_Lijst met taken_
1 - Wat kan volgens de tekst over ’t Eilandje nog een tijdje doorlopen nadat een gezin het opvanghuis heeft verlaten?
2 - Geef voor elke uitspraak aan of ze klopt met de tekst over ’t Eilandje, met ja of nee en de doorslaggevende woorden uit de tekst als letterlijk citaat.
(a) De kinderen in het opvanghuis worden regelmatig geconfronteerd met geweld.
(b) Het komt zelden voor dat ouders weigeren dat er met hun kinderen over zulke situaties gesproken wordt.
(c) Er ontstaan vertrouwensbanden tussen de kinderen en de opvoeders.

_Aangeleverde tekst_
De professionnals zijn dus erg aandachtig voor de uitgedrukte emoties, voor de plaats die men aan de kinderen laat, voor het respect voor hun behoeften (ritme, spelletjes, luisteren, enz.). Want wanneer dingen onbespreekbaar blijven, leidt dat geheid tot negatieve gevolgen voor het gezin. Er moet dus een belangrijk werk verricht worden om te zorgen dat kinderen die in het opvanghuis zitten, zich kunnen uiten via specifieke activiteiten en individuele gesprekken. 

Wanneer alles goed loopt, zijn de kinderen uiteindelijk erg tevreden dat ze in ’t Eilandje zijn: er zijn veel vriendjes, spelletjes, activiteiten, … Het is het verlengde van de school, die andere kleine cocon die ver van alle problemen weg is. Er ontstaan affectieve en vertrouwensbanden, met de opvoeders en opvoedsters, andere bewoners en hun kinderen. Het team moet er wel op letten dat die banden niet tot nog meer moeilijkheden leiden bij het vertrek: wanneer men zich hecht, is het nog moeilijker om “tot ziens” te zeggen, om dat hele proces opnieuw te doorlopen in een ander opvanghuis of in zijn nieuwe woning als ons team er een heeft kunnen vinden voor het gezin. Om dat op te vangen, kunnen de activiteiten om het ouderschap te ondersteunen nog een tijdje doorlopen nadat een gezin het opvanghuis van ’t Eilandje heeft verlaten. 

Ook al doen de teams al wat ze kunnen om de onschuld van de kinderen te bewaren, ze worden regelmatig geconfronteerd met geweld, met crisissituaties of met de geestelijke gezondheidsproblemen van andere bewoners van het opvanghuis. De opvoeders en maatschappelijk assistenten kunnen er met hen over spreken… tenzij hun ouders dat weigeren, wat jammer genoeg vrij vaak gebeurt.

[Records met coördinaatannotaties]
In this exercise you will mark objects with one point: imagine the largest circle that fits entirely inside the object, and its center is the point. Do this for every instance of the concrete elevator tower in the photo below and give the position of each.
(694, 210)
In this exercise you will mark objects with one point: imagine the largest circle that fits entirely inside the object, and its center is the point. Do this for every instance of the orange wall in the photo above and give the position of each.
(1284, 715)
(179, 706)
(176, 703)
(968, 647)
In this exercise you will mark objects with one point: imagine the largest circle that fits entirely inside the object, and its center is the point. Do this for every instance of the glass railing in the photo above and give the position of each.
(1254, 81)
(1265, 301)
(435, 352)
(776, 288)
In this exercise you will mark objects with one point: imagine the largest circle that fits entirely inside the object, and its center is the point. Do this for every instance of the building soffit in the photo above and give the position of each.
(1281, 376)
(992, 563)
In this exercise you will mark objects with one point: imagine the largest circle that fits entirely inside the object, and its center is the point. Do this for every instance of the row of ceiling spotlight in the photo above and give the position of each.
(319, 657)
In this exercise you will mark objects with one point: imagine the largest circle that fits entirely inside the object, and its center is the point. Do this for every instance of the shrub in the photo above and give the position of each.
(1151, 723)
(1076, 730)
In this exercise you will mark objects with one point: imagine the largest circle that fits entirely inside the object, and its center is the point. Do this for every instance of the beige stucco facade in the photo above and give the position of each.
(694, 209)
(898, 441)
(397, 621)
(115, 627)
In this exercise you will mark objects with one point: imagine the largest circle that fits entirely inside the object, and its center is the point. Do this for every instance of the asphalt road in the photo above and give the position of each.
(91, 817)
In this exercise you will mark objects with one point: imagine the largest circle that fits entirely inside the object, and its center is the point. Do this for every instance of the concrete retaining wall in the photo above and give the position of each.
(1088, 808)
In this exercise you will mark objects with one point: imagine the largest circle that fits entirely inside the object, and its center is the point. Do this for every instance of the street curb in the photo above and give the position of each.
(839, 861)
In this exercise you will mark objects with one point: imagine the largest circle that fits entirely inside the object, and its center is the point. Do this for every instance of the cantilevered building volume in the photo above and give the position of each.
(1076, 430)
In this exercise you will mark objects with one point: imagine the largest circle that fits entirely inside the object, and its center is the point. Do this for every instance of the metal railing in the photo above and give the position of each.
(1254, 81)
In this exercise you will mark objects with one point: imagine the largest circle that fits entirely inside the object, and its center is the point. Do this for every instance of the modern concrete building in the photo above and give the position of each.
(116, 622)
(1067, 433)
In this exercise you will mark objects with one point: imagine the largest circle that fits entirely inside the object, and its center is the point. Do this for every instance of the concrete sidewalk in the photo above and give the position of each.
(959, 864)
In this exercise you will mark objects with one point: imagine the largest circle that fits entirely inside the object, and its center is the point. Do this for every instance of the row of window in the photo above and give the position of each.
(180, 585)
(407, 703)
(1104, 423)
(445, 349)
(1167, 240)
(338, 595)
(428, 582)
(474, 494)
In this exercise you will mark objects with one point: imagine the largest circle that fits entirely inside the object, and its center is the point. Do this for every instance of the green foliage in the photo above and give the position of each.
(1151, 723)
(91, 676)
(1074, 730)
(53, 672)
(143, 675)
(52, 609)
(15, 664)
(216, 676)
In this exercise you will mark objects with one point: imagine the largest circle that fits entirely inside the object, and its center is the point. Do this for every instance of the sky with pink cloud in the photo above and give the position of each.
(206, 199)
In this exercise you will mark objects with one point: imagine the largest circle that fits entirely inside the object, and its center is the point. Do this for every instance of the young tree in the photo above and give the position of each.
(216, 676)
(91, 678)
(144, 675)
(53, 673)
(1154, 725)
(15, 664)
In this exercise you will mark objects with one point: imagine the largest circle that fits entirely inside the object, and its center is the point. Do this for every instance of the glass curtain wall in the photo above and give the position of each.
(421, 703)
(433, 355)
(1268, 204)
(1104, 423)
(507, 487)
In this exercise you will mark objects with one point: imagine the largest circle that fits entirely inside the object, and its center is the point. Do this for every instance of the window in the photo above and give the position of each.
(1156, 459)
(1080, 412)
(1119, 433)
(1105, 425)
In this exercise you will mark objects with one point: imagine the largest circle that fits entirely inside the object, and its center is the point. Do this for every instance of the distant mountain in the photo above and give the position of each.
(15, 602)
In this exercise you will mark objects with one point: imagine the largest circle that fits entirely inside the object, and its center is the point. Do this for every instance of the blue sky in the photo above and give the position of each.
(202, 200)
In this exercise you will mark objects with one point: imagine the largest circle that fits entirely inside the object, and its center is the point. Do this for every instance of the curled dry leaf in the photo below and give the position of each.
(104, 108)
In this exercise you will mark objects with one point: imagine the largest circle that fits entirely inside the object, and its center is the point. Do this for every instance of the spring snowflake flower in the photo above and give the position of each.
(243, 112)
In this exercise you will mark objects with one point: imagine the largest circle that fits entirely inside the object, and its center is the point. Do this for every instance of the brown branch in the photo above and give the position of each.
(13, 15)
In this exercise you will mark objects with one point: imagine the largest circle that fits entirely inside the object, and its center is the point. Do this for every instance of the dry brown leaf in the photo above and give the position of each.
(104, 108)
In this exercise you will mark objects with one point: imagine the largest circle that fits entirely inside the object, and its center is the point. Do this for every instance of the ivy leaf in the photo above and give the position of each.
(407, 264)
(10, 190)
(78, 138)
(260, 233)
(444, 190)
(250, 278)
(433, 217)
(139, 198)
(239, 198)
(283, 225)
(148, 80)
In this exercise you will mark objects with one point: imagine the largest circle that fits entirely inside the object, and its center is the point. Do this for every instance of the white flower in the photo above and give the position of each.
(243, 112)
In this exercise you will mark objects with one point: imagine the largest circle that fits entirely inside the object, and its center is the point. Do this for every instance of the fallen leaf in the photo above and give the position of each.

_Uitgewerkte taken_
1 - De activiteiten om het ouderschap te ondersteunen.

2 -
(a) Ja: "ze worden regelmatig geconfronteerd met geweld"
(b) Nee: "tenzij hun ouders dat weigeren, wat jammer genoeg vrij vaak gebeurt"
(c) Ja: "Er ontstaan affectieve en vertrouwensbanden, met de opvoeders en opvoedsters"